→ **DOCUMENT**:

────────────────────

# SIMPLE INTEREST FORMULAS-QUESTIONS SOLUTIONS WITH EXAMPLES-FULL SET OF ALL FORMULAS

Simple interest questions are very important questions and asked in all types of exams whether it is competitive exams or entrance exams or qualifying exams. From lower class to higher degree classes, simple interest problems are more important for every person to know. However, not every person is familiar with all formulas of simple interest. So I decided to put on all types of shortcut formulas of simple interest.
Before remembering shortcut formulas, let me explain some basic terms of simple interest.
·         What is interest?
If a person borrows some money from a lender, he/she pays a certain amount extra for the use of that money. That money is called interest. It is of two types:

1.       Simple interest
2.       Compound interest
·         Principal: Principal is the amount of loan borrowed.
·         Amount: it is the sum of Principal and Interest.
Compound interest- all formulas-are soon to come in the next post
So here is a full set of all shortcut formulas of simple interest:

First understand these shortcut terms
A= amount
P= Principal
SI= Simple Interest
R= rate
T= time
Formulas:
·         A= P+ SI

·         SI= (P*R*T)/100

·         P=100*SI/RT

·         R= 100*SI/PT

·         T= 100*SI/PR

·         A= P{1+(RT/100)}

·         When time is given in months(M), convert it into year by dividing it with 12
SI= PRM/1200

·         When time is given in days(D),  convert it into year by dividing it with 365
SI= PRD/36500

·         A sum of money becomes n times in t years at simple interest, then rate of interest will be
R= 100(n-1)/T    %

·         A sum of money becomes n times at R% per annum at simple interest, then
Time= 100(n-1)/R             years

·         If any sum is n times of simple interest, then
T= 100n/R            years
R= 100n/T            %

·         A person invests a certain amount of money at some rate of simple interest. If he had invested it at R% higher, then that person would have earned x (money- rupees or any currency of world) more. The sum that person invested  = 100x/nR

·         If at some rate of simple interest, any sum becomes n1 times in T1 years, then the sum becomes n2 times in
T2= T1(n2-1)/(n1-1)        years

·         If at the rate of R1 % of simple interest, any sum becomes n1 times in a certain amount of time, then then in the same time, the sum becomes n2 times if
R2= R1(n2-1)/(n1-1)        years

·         A person (A) lends x money to B for T1 years and y money to C for T2 years. The person Q money all together as interest, then the rate of interest was
= 100Q/(P1T1+P2T2)

Example: 1
A sum of money gets doubled at 12% per annum. Then find the time?
solution:
time= 100(n-1)/R
=100(2-1)/12
=100/12
= 25/3 years

Example:2
a person borrows  x \$ say \$ 5000 for t years say 2 years at r1% say 4% per annum on simple interest. He uses his smartness and lends it to another person at bigger rate r2 % say 6.25% per annum for the same time. then his total gain in this transaction will be

={PT(r2-r1)}/100
= {5000*2(6.25-4)}/100
= 100*2.25
=  \$ 225

────────────────────

→ **MATERIAL PROVIDED**:
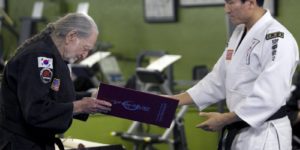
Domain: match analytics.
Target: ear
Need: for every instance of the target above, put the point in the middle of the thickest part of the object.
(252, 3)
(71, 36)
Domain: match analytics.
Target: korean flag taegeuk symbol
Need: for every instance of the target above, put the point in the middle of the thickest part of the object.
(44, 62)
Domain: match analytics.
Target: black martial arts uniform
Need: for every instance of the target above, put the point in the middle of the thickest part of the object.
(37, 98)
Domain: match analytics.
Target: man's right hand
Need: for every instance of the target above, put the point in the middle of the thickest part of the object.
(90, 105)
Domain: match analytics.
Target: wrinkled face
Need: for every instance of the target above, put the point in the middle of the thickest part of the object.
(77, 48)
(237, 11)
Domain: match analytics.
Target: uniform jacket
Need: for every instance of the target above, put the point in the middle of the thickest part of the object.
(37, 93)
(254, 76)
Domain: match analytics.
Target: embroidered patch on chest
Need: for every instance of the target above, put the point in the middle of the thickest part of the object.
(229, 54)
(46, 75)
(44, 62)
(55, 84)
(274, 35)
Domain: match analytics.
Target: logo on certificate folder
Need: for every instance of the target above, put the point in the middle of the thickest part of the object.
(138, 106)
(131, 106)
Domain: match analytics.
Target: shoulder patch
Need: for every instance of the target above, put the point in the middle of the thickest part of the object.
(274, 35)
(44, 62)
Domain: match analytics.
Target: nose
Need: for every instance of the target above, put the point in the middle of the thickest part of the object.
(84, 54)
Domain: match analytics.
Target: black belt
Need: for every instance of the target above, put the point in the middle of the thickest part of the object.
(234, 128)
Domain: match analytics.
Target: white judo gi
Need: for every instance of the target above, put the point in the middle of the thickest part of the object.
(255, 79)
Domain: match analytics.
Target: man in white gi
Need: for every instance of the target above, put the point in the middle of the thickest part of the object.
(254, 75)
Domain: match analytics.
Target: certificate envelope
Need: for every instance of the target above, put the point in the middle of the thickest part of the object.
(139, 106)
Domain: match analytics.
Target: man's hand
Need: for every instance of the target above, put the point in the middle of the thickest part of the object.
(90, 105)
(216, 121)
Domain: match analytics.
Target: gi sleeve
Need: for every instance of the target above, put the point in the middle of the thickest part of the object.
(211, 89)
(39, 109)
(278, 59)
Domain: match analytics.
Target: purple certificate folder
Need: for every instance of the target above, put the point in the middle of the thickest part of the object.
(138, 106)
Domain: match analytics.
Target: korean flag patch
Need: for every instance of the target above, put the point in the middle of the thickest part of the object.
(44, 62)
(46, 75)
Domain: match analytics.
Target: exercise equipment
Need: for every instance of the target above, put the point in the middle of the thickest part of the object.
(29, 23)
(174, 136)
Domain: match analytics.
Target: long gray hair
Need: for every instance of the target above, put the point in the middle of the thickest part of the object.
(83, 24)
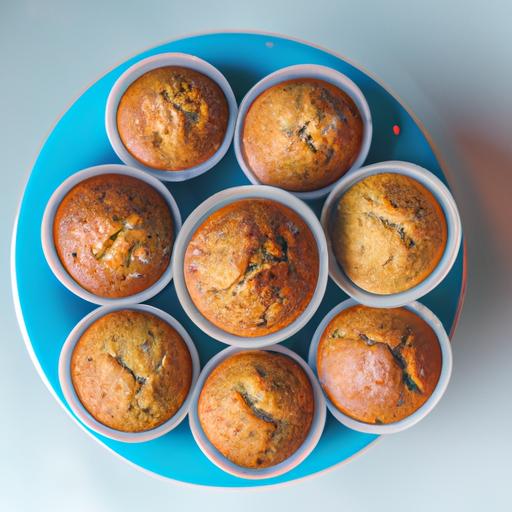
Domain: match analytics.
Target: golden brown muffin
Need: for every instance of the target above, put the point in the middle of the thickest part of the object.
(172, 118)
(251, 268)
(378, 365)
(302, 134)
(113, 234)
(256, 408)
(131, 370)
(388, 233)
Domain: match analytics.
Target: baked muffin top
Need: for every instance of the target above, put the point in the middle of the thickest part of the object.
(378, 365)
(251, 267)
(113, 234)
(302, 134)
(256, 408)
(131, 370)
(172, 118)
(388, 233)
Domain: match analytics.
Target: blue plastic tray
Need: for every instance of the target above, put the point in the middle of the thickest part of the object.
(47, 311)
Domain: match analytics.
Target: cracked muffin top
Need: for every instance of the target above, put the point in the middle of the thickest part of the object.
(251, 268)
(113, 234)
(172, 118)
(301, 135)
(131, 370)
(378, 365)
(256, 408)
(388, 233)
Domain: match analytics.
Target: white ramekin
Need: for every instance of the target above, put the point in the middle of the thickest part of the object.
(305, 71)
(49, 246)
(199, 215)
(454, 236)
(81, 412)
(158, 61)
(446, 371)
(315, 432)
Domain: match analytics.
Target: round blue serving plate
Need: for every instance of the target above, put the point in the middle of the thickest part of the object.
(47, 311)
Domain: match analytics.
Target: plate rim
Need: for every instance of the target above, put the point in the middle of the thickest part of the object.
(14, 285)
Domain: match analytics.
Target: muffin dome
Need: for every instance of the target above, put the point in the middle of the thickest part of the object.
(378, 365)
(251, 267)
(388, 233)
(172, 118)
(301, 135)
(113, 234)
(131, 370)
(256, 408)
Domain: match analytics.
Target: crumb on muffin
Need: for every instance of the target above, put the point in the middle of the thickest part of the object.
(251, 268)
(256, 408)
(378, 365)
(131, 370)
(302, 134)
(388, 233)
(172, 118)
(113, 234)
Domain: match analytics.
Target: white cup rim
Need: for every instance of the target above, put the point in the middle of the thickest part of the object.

────────────────────

→ **DO THIS**: Copy the passage of the simple interest text between "If a person" and "Principal and Interest.", inclusive, word for word.

→ **CORRECT OUTPUT**:
If a person borrows some money from a lender, he/she pays a certain amount extra for the use of that money. That money is called interest. It is of two types:

1.       Simple interest
2.       Compound interest
·         Principal: Principal is the amount of loan borrowed.
·         Amount: it is the sum of Principal and Interest.